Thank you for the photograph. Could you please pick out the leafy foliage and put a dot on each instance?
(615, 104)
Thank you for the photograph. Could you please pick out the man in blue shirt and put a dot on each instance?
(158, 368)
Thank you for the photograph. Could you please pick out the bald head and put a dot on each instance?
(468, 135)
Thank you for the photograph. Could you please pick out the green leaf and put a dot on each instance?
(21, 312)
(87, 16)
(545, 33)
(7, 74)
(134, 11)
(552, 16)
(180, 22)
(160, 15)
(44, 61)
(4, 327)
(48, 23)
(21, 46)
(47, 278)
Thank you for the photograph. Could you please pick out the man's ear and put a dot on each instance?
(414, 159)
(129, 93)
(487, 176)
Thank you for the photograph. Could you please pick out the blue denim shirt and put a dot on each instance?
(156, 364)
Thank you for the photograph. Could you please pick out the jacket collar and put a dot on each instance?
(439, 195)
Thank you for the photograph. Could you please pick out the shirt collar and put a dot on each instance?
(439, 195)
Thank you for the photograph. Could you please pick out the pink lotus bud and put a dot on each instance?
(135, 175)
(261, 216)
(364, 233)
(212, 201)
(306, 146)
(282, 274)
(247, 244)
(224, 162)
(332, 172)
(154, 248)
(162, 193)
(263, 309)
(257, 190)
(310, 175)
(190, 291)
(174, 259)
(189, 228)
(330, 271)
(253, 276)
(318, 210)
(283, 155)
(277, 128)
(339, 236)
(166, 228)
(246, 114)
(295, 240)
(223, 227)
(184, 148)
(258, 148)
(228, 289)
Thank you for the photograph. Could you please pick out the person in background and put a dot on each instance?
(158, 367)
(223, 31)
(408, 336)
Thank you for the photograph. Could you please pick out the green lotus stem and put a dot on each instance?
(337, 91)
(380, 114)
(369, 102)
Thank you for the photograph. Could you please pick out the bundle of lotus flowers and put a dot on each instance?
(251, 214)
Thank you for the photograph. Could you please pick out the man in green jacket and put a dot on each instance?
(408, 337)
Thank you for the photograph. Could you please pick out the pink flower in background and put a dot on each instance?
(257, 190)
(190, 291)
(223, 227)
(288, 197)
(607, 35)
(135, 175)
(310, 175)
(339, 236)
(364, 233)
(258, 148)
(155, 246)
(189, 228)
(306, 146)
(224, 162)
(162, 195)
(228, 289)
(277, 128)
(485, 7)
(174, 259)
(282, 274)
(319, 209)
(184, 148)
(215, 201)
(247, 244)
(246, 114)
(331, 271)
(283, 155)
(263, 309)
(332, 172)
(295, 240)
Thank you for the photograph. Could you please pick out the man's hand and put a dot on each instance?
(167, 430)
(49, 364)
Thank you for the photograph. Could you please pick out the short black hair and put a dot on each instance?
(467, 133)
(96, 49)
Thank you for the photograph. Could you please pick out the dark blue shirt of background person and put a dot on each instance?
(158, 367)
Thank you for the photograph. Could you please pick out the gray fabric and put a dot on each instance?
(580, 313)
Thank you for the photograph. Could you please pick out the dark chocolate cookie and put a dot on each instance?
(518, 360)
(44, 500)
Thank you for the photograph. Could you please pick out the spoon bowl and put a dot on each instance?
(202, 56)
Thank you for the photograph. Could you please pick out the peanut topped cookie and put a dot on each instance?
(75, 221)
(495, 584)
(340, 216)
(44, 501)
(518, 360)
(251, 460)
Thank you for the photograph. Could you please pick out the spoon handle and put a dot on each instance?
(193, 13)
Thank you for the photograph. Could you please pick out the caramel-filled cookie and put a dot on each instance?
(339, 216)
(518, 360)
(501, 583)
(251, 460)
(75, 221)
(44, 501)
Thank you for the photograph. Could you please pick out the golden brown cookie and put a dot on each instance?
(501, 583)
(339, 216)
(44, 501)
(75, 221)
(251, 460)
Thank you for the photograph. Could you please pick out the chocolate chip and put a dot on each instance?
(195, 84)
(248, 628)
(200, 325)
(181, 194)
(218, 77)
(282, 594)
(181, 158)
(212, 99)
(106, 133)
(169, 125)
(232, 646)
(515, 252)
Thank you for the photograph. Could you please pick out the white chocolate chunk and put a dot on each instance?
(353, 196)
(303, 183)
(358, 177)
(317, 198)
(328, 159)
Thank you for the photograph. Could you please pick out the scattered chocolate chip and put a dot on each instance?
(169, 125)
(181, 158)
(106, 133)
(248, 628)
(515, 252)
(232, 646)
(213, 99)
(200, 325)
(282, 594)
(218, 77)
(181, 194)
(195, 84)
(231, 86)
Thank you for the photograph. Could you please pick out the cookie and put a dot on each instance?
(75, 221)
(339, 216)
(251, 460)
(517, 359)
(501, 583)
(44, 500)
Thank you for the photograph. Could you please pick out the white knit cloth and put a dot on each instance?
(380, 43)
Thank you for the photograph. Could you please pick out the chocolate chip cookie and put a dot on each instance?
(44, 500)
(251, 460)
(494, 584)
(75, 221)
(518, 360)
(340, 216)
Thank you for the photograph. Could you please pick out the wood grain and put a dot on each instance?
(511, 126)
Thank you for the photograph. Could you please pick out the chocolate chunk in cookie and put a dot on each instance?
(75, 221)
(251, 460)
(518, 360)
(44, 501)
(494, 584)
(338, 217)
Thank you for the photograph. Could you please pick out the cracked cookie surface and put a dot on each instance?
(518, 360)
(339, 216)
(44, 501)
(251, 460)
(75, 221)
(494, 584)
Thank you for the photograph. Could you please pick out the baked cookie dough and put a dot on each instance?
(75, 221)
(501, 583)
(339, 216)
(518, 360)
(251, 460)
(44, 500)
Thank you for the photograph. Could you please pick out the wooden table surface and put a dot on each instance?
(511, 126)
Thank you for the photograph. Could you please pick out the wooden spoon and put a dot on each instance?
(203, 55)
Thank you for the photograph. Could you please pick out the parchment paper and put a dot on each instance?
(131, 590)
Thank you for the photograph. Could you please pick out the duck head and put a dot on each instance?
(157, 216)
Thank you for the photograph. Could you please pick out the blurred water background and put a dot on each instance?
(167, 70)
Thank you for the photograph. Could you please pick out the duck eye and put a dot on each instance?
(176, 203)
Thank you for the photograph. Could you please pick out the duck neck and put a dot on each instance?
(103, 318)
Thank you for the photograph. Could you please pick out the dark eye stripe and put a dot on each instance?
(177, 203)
####
**DIRECTIONS**: Your task is to give the records above again, exactly.

**RESULT**:
Thank you for the photograph. Could you please pick out the leafy foliage and put a dot on each instance?
(615, 104)
Thank you for the photograph. Could you please pick out the man in blue shirt and put a dot on each instance?
(158, 368)
Thank you for the photograph. Could you please pick out the bald head and put a dot on each instance?
(468, 135)
Thank you for the photograph. Could you please pick out the green leaf and put a dot on each instance?
(21, 312)
(87, 16)
(545, 33)
(7, 74)
(134, 11)
(552, 16)
(180, 22)
(160, 15)
(44, 61)
(4, 327)
(48, 23)
(21, 46)
(47, 278)
Thank you for the photograph. Could you please pick out the man's ear and put a dot on each instance?
(414, 159)
(129, 93)
(487, 176)
Thank you for the photograph. Could you please pick out the blue denim shirt and put a dot on each instance?
(156, 364)
Thank you for the photograph. Could you please pick out the jacket collar and put a dot on each instance?
(439, 195)
Thank you for the photograph. Could you please pick out the shirt collar and put a dot on each instance?
(439, 195)
Thank you for the photograph. Could you please pick out the pink lotus bud and put a dot on each instance?
(135, 175)
(261, 216)
(364, 233)
(212, 201)
(306, 146)
(282, 274)
(247, 244)
(224, 162)
(332, 172)
(154, 248)
(162, 193)
(263, 309)
(257, 190)
(310, 175)
(190, 291)
(174, 259)
(189, 228)
(330, 271)
(253, 276)
(318, 210)
(283, 155)
(277, 128)
(339, 236)
(166, 228)
(246, 114)
(295, 240)
(223, 227)
(184, 148)
(258, 148)
(228, 289)
Thank you for the photograph. Could you please pick out the person in background and put a dot on each instance?
(158, 367)
(223, 31)
(408, 336)
Thank you for the photograph. Could you please pick out the green lotus stem and put a dot on each instance?
(337, 91)
(380, 114)
(369, 102)
Thank you for the photograph. Could you please pick out the bundle of lotus flowers and put a dot on each instance?
(251, 214)
Thank you for the photograph. Could you please pick out the man in green jacket and put a dot on each instance?
(408, 337)
Thank you for the photograph. Could you please pick out the pink flower in background and put a dot on each instance?
(257, 190)
(190, 291)
(223, 227)
(288, 197)
(607, 35)
(135, 175)
(310, 175)
(339, 236)
(364, 233)
(258, 148)
(155, 246)
(189, 228)
(306, 146)
(224, 162)
(162, 195)
(228, 289)
(277, 128)
(485, 7)
(174, 259)
(282, 274)
(319, 209)
(184, 148)
(215, 201)
(247, 244)
(246, 114)
(331, 271)
(283, 155)
(263, 309)
(332, 172)
(295, 240)
Thank you for the photograph. Could you please pick out the man's hand and put a dot on each instance?
(167, 430)
(49, 364)
Thank you for the photograph. Could you please pick out the short black hair and put a dot on each instance?
(467, 133)
(96, 49)
Thank you for the photograph. Could you please pick out the dark blue shirt of background person and put a dot on each instance?
(158, 367)
Thank you for the photograph. Could you please pick out the gray fabric and put a dot on each instance?
(580, 313)
Thank you for the photograph. Could you please pick out the dark chocolate cookie and put a dot on each instance?
(518, 360)
(44, 500)
Thank you for the photograph. Could you please pick out the spoon bowl and put a dot on each instance?
(202, 56)
Thank you for the photograph. Could you please pick out the peanut topped cookie and put a dot on each instance?
(75, 221)
(495, 584)
(340, 216)
(44, 501)
(518, 360)
(251, 460)
Thank you for the photograph. Could you please pick out the spoon handle and put a dot on each instance?
(193, 13)
Thank you for the photograph. Could you please pick out the caramel-filled cookie and put a dot on each instance?
(339, 216)
(518, 360)
(501, 583)
(251, 460)
(75, 221)
(44, 501)
Thank you for the photograph. Could you please pick out the golden brown cookie and put a dot on each instance?
(501, 583)
(339, 216)
(44, 501)
(75, 221)
(251, 460)
Thank you for the photograph. Could you please pick out the chocolate chip and put a dot on each instance?
(195, 84)
(248, 628)
(200, 325)
(181, 194)
(218, 77)
(282, 594)
(181, 158)
(212, 99)
(106, 133)
(169, 125)
(232, 646)
(515, 252)
Thank you for the photograph. Could you please pick out the white chocolate chunk and put a dot on each instance?
(353, 196)
(303, 183)
(358, 177)
(317, 198)
(328, 159)
Thank you for the photograph. Could you please pick out the scattered chocolate chip and put a dot on each instance?
(169, 125)
(181, 158)
(106, 133)
(248, 628)
(515, 252)
(232, 646)
(213, 99)
(200, 325)
(282, 594)
(218, 77)
(181, 194)
(195, 84)
(231, 86)
Thank you for the photograph. Could you please pick out the cookie and put a dot on each instance?
(75, 221)
(339, 216)
(251, 460)
(517, 359)
(501, 583)
(44, 500)
Thank you for the photograph. Could you please pick out the white knit cloth and put a dot on each instance?
(380, 43)
Thank you for the photograph. Could you please pick out the chocolate chip cookie and put a dot on each instance?
(44, 500)
(251, 460)
(494, 584)
(75, 221)
(518, 360)
(340, 216)
Thank you for the photograph. Could you please pick out the wood grain and put a dot on each instance?
(511, 126)
Thank you for the photograph. Could you please pick out the chocolate chunk in cookie and put a dot on each instance?
(75, 221)
(251, 460)
(518, 360)
(44, 501)
(494, 584)
(338, 217)
Thank you for the photograph. Could you please pick out the cracked cookie surface and put a dot on each instance?
(518, 360)
(339, 216)
(44, 501)
(251, 460)
(75, 221)
(494, 584)
Thank you for the photograph. Could you please pick out the baked cookie dough and put a dot on each instance?
(75, 221)
(501, 583)
(339, 216)
(518, 360)
(251, 460)
(44, 500)
Thank you for the photograph. Could you please pick out the wooden table surface and put a dot on each instance?
(511, 126)
Thank you for the photograph. Could you please pick out the wooden spoon and put a dot on each instance?
(203, 55)
Thank you for the photograph. Could you please pick out the parchment paper and put a dot on each instance?
(131, 590)
Thank you for the photograph. Could you please pick out the duck head and put a dot on each instance?
(157, 216)
Thank you for the photograph. Could you please pick out the blurred water background and put a dot on each instance?
(167, 70)
Thank you for the photograph. Could you please pick out the duck eye and put a dot on each instance?
(176, 203)
Thank you for the photograph. Could you please pick out the duck neck and put a dot on each instance?
(103, 318)
Thank you for the photograph. Could you please pick out the dark eye stripe and put a dot on each instance?
(177, 203)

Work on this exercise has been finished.